◆ What you need to do:
Search each line below for the word "window" and list those that contain it.

◆ Provided information:

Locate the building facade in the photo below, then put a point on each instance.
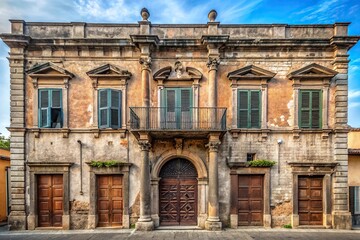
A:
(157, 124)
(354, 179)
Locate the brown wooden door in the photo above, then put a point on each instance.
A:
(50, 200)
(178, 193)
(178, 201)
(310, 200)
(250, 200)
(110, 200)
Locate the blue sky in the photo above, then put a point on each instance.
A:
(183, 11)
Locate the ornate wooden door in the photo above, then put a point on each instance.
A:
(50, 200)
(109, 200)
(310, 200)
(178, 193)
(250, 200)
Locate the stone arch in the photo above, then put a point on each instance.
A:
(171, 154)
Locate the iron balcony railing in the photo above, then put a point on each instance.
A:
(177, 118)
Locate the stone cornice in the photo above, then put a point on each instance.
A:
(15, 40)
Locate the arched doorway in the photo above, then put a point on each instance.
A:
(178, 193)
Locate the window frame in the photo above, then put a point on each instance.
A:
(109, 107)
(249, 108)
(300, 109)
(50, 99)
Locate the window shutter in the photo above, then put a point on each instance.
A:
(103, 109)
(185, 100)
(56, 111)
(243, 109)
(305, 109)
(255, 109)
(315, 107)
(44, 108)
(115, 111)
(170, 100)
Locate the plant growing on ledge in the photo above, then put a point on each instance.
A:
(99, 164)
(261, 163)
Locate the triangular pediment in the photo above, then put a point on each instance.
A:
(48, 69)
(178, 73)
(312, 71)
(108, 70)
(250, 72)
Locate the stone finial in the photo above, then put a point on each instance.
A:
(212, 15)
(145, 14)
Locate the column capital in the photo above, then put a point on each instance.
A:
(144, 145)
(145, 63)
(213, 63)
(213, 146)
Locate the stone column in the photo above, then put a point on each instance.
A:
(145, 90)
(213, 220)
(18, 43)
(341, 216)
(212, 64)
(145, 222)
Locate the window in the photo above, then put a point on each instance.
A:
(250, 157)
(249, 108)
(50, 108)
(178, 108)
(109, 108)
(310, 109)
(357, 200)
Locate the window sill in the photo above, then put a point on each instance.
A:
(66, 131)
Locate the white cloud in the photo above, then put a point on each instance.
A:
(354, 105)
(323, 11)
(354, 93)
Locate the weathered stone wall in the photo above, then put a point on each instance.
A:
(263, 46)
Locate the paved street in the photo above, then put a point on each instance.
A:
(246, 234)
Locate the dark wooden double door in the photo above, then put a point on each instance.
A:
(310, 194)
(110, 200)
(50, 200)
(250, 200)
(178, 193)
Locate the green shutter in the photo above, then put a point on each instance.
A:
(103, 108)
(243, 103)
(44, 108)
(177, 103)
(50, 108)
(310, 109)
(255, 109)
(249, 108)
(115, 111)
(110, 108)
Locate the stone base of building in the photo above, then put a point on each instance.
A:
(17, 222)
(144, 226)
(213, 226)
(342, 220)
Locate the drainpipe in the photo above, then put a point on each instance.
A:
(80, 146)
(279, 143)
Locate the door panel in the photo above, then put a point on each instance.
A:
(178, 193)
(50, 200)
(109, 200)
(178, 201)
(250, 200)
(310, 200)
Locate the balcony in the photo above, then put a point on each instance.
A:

◆ Task output:
Locate the window frame in the photo above, then put a point on each instance.
Locate the window shutter in the photo above, then put a point on each instance.
Locate the window in the photo above, then put a point on each instance.
Locate the window sill in the photo above, then put a point on each instance.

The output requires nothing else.